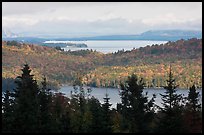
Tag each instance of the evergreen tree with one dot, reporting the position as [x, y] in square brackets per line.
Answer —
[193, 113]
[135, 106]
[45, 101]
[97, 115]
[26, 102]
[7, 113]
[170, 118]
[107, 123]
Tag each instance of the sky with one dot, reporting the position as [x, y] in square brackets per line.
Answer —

■ ■ ■

Rewrite the lines from the one containing "Tag each instance of the sky" through the last line, substituting "point" for "dot" and leaving everything else unchanged.

**The result**
Tag each instance of the sky with one point, reporting the position as [x, y] in square brackets per line.
Answer —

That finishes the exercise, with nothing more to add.